→ Given data:
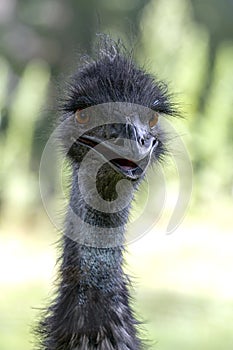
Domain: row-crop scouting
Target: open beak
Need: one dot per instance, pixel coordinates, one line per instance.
(129, 155)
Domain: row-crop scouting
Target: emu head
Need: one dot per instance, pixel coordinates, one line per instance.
(114, 109)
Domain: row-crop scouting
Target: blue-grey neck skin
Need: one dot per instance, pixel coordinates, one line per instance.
(91, 309)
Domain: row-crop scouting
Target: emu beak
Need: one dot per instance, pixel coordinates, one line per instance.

→ Goal of the exercise: An exact transcription of the data above is needed, without the pictures.

→ Response to the exercise:
Domain: row-crop scouting
Target: open beak
Need: one dot per instance, pixel coordinates, one line per instance.
(129, 155)
Domain: row-crop scouting
Target: emu head
Need: one dot per instance, pixel coordinates, one line per instance.
(114, 109)
Domain: row-crop scouting
Target: blue-grey neck skin
Need: one dot per instance, pixel coordinates, one line per instance.
(91, 309)
Domain: row-crop scouting
Target: emu beak
Need: one dot per instance, pixel coordinates, one line per instance.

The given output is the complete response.